--- Exercise prompt ---
Rewrite the lines starting at the one containing "Note: we are tagging the white upper" and ending at the one containing "[(199, 180)]", swapping "tagging" for "marking" and leaving everything else unchanged. Return only those lines.

Excerpts from point annotation data
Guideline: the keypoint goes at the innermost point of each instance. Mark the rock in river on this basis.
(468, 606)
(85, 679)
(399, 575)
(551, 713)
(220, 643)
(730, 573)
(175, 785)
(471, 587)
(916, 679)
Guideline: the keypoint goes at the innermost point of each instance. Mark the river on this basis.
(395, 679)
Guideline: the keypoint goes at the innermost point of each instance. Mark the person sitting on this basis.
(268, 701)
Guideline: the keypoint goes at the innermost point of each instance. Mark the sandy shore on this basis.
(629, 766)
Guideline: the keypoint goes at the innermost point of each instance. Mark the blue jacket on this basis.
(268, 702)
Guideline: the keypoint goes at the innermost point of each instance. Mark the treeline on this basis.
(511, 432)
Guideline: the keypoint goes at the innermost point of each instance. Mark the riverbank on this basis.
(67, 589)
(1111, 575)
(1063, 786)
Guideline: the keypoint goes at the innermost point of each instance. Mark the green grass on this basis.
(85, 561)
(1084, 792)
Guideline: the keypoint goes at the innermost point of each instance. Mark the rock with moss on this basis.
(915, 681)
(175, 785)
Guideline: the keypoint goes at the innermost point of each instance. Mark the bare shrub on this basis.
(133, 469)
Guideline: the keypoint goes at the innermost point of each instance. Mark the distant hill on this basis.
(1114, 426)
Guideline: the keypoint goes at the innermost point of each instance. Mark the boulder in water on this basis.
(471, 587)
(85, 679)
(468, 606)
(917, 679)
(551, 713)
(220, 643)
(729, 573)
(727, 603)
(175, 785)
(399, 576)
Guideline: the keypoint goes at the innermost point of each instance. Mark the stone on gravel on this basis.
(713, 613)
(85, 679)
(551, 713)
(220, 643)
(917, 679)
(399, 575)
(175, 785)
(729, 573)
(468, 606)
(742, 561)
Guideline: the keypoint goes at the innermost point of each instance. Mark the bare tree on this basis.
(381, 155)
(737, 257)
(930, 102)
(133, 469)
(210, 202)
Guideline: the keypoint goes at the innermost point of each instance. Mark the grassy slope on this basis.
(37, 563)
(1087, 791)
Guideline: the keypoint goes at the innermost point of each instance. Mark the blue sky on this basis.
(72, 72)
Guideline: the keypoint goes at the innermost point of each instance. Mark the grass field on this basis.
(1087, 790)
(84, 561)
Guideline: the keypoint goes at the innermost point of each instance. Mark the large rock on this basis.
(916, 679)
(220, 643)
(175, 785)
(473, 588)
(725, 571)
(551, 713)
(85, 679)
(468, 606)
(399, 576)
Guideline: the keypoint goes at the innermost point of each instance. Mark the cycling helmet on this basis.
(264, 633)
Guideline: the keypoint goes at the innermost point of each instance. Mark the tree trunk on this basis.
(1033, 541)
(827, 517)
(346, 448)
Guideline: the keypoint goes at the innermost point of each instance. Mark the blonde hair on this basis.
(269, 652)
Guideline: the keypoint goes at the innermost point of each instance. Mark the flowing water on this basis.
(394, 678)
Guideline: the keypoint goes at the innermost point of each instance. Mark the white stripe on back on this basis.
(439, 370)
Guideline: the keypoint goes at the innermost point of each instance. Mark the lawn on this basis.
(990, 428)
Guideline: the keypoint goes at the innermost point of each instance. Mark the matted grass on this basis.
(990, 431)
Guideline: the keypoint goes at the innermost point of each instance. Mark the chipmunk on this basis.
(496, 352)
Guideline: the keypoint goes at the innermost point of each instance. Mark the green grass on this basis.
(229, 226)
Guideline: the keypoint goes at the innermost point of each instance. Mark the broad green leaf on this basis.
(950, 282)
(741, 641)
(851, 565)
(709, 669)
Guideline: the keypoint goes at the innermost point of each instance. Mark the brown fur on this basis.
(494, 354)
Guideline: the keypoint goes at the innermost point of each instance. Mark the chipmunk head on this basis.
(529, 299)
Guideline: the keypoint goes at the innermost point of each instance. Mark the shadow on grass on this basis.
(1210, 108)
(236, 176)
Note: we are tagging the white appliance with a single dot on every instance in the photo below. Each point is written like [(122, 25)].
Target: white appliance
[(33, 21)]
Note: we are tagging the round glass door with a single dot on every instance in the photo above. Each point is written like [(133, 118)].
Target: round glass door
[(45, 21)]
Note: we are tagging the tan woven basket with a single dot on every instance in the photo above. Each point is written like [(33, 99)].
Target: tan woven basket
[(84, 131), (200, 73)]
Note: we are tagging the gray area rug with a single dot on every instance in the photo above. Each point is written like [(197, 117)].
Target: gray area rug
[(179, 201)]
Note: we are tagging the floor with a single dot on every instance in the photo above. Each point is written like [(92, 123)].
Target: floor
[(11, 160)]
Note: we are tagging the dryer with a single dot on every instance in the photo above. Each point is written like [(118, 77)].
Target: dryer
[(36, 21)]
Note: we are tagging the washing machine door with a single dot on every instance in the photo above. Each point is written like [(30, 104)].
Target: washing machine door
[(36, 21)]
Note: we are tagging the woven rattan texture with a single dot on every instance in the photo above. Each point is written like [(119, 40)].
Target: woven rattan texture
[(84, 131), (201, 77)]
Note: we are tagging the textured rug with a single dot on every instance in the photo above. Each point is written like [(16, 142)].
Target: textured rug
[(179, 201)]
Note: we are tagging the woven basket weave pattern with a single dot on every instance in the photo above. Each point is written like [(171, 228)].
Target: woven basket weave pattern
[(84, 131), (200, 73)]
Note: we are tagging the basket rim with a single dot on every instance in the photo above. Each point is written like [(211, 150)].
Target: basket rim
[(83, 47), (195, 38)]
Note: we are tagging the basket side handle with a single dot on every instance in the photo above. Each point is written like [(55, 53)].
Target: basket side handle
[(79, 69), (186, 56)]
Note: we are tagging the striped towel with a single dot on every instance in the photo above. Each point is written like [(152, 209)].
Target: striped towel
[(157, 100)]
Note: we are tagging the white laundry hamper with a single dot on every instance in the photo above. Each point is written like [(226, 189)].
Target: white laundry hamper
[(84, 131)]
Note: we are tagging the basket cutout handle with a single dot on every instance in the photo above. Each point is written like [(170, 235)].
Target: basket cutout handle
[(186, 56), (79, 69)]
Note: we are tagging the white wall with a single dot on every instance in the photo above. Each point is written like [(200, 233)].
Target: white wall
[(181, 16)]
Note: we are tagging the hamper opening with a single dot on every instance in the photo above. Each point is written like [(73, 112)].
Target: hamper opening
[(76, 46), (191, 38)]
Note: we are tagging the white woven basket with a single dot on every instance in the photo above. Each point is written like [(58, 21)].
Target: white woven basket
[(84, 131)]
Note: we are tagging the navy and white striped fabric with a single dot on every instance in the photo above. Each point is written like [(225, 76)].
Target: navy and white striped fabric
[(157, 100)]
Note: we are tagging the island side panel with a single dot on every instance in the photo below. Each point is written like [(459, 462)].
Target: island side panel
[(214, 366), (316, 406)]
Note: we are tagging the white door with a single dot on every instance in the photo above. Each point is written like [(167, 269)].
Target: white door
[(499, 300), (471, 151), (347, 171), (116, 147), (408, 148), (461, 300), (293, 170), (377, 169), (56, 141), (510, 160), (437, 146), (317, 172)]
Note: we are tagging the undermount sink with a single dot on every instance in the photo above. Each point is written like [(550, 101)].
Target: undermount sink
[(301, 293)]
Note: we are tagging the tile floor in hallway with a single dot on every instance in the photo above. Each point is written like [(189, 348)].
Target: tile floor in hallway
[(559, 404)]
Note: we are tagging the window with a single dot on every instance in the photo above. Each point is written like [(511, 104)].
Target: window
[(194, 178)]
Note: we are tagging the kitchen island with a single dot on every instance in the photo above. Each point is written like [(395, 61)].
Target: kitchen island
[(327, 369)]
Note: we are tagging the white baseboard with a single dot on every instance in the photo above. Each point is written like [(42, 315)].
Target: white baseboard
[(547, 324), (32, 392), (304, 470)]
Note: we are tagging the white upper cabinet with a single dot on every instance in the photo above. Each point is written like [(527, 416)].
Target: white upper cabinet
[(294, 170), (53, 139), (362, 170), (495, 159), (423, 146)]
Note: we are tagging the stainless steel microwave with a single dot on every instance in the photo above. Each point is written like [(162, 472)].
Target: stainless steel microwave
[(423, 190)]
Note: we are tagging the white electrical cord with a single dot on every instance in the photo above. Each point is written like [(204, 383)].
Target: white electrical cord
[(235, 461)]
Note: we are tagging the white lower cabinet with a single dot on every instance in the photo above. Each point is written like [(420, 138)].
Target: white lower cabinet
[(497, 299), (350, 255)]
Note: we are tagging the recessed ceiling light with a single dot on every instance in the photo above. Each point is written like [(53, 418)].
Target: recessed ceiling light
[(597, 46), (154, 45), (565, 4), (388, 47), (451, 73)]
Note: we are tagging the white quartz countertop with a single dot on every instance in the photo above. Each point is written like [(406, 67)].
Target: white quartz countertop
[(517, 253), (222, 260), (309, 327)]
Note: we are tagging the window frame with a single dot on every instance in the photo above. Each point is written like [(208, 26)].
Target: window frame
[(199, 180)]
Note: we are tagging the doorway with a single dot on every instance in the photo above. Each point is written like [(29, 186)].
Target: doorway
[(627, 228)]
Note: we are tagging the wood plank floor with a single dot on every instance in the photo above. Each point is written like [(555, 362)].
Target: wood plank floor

--- Output ---
Note: we are marking the white upper cabinet with a single dot on every instance in the photo above. Each point is written like [(527, 416)].
Target: white upper cabinet
[(294, 170), (53, 139), (362, 170), (495, 159), (423, 146)]
Note: we are marking the stainless steel microwave with a single dot on every instance in the photo above. Each point is written like [(162, 472)].
Target: stainless steel microwave
[(423, 190)]
Note: we are marking the white electrical cord with a single dot on every instance in the photo above. Each point is written like [(204, 383)].
Target: white electrical cord
[(235, 461)]
Note: we are marking the white lower cabinet with a single dot on every instance in the photo above. Each point is written like [(420, 138)].
Target: white lower cabinet
[(497, 299), (350, 255)]
Note: we are marking the recessed ceiling light with a single dot on every instance in the photo above. Each point is written like [(53, 418)].
Target: recessed ceiling light
[(597, 46), (154, 45), (565, 4), (388, 47), (451, 73)]
Note: we are marking the white quartz countertop with a single dot on every instance in the photo above. Each point is written like [(406, 67)].
Target: white quartz countertop
[(517, 253), (222, 260), (309, 327)]
Note: we are marking the window frame with a single dot on every instance in the photo above. Each point is written like [(208, 26)].
Target: window frame
[(199, 180)]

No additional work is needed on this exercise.